What is expected: Which lines of the records contain the word "white"? Extract each one in full.

[Box annotations for photographs]
■ ■ ■

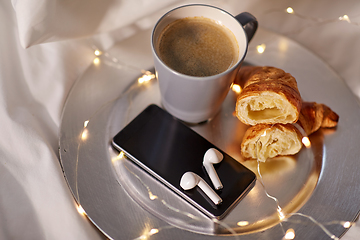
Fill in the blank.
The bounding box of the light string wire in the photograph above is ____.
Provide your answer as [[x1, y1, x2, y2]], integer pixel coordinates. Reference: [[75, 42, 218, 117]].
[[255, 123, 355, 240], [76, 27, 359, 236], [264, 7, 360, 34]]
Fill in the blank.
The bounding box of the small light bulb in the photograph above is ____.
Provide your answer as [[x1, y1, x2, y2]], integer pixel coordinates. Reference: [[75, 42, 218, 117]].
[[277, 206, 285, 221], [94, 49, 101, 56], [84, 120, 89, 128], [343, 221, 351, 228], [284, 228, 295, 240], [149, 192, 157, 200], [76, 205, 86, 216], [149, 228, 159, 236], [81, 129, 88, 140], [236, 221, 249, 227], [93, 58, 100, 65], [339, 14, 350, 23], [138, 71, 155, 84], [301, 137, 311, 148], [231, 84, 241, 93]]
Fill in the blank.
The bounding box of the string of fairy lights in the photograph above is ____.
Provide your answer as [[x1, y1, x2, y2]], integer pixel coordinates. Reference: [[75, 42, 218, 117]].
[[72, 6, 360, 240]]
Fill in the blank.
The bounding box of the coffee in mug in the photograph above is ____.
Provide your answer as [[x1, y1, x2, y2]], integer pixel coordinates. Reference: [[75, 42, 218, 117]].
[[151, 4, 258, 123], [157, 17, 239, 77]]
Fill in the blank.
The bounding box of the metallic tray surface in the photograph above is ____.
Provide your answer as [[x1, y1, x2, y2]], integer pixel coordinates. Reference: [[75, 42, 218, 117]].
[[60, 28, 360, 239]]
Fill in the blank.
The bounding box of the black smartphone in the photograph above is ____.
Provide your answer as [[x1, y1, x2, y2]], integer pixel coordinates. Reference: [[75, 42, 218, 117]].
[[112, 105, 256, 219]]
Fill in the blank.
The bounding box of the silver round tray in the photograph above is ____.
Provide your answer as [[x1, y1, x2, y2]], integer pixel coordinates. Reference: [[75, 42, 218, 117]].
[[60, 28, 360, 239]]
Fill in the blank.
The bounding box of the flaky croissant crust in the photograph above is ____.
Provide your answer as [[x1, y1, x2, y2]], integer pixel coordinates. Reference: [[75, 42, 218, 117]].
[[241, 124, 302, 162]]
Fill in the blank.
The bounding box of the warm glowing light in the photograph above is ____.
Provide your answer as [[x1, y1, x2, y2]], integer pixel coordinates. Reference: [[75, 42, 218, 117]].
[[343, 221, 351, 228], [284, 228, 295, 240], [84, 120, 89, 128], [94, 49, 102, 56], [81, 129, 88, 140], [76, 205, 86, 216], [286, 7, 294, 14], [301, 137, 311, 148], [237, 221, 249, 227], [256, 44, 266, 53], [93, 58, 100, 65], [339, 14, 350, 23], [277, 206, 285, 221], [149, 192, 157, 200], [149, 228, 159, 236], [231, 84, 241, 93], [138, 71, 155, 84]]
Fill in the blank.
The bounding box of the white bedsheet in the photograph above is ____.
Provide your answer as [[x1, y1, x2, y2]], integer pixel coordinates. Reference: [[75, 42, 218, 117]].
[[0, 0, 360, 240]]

■ ■ ■

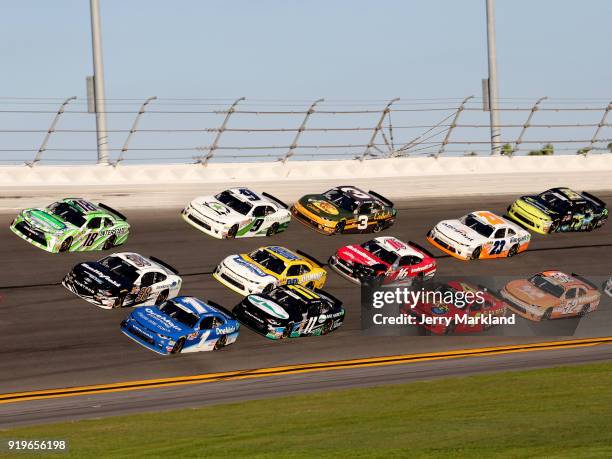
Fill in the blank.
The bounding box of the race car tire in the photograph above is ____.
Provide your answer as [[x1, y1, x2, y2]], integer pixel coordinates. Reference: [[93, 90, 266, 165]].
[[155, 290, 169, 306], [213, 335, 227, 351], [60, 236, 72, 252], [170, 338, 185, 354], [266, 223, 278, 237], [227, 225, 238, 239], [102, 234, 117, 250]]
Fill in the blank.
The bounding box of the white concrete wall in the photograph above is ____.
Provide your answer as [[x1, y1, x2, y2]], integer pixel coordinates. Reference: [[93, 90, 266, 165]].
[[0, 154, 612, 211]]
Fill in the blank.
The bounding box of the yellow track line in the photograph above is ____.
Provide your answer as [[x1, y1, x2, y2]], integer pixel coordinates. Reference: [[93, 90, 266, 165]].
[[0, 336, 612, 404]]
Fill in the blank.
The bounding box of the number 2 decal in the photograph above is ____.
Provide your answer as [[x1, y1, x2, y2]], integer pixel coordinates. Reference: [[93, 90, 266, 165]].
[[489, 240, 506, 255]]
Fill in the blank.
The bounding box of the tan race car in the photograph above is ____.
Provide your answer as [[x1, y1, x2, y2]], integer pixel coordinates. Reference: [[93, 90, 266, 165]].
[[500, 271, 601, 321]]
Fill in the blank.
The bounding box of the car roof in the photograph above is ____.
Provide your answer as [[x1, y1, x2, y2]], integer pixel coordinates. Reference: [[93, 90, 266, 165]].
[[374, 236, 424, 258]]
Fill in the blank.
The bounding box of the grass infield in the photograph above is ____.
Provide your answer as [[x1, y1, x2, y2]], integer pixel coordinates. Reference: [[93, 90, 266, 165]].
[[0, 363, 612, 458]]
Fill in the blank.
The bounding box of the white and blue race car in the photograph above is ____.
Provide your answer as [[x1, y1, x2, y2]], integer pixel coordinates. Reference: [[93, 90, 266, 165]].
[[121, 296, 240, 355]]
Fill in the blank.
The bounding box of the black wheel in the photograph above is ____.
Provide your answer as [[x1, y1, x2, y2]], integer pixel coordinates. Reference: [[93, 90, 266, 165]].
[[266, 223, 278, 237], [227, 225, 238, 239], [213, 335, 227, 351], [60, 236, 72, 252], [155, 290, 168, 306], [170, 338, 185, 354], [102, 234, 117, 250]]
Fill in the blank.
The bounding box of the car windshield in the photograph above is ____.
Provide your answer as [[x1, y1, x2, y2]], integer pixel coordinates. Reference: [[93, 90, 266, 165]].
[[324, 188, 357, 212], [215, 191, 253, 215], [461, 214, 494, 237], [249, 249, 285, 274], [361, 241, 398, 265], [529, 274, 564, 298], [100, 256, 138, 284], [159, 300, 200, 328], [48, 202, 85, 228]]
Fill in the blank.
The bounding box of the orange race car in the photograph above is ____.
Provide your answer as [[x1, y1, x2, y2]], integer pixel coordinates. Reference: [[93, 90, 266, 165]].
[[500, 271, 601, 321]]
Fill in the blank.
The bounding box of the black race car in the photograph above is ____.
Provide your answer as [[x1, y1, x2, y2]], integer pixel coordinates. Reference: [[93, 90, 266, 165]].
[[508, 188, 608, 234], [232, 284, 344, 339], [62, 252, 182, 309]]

■ ■ ■

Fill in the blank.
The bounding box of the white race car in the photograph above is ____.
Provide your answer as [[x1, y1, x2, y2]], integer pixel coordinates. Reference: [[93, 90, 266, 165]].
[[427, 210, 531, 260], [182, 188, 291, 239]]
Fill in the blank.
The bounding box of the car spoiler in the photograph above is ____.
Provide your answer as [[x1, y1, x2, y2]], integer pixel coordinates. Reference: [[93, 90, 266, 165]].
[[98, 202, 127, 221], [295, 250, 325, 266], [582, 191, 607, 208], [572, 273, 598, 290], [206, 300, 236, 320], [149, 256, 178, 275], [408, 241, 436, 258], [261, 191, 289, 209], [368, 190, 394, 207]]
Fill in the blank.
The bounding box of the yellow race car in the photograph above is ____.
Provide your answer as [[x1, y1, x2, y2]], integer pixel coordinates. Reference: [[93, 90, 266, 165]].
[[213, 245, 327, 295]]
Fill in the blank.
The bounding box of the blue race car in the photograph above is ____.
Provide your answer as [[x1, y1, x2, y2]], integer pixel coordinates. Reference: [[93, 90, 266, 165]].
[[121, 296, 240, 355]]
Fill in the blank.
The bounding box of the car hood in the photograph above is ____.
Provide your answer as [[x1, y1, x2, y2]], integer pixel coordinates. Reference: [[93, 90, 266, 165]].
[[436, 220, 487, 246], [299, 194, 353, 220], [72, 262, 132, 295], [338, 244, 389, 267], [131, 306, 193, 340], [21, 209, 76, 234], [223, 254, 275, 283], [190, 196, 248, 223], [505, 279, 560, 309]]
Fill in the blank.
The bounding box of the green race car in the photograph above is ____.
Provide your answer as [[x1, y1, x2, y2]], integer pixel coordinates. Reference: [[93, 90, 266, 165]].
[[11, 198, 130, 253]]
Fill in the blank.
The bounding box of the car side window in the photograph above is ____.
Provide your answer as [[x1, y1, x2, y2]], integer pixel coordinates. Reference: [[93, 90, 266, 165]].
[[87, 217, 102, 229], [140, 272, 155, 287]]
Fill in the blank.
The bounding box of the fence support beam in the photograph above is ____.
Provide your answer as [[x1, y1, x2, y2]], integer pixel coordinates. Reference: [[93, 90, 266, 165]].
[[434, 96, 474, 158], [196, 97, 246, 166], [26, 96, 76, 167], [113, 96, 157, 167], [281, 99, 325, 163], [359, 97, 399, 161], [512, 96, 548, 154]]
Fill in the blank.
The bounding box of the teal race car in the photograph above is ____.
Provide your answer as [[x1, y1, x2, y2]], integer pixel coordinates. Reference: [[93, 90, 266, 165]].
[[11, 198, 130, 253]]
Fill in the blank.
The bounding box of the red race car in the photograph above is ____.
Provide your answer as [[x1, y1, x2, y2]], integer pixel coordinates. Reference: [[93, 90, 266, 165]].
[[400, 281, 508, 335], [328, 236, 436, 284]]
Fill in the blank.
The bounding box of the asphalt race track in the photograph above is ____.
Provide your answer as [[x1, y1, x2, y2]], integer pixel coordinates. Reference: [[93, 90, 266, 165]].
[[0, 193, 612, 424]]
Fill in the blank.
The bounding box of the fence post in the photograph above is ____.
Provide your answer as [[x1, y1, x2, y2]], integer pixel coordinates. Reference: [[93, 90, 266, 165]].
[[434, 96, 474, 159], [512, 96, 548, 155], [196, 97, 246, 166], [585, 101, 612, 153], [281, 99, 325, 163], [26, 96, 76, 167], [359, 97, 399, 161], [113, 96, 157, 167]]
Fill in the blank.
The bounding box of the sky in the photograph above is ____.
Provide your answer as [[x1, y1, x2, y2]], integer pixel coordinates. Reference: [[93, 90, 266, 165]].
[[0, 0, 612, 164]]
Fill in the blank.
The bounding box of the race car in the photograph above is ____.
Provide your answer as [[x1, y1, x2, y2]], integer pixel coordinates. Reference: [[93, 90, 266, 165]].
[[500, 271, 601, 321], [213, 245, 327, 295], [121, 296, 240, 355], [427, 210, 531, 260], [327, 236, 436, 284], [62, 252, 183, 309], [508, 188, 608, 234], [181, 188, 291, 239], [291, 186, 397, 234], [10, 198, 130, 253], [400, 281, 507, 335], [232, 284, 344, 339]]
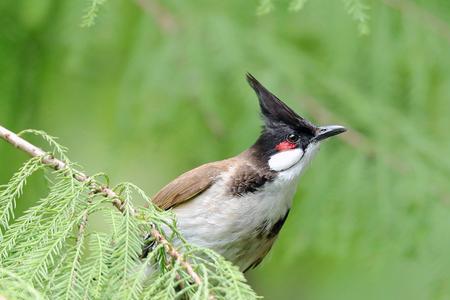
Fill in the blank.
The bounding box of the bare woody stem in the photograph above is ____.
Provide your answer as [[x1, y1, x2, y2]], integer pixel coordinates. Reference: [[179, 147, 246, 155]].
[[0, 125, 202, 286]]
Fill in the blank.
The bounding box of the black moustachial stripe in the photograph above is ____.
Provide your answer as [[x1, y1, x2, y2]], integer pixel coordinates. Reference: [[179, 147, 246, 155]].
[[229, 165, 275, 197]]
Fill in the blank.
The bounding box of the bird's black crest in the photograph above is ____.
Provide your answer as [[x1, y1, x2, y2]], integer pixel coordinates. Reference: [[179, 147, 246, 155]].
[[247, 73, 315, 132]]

■ ■ ■

Response to the task:
The bounding box of the white bedsheet in the photograph above is ____.
The bounding box of the white concrete wall in the photograph above is ____.
The bounding box of the white and blue race car in the photograph above is ____.
The bounding box of the white race car in the photograph above is ____.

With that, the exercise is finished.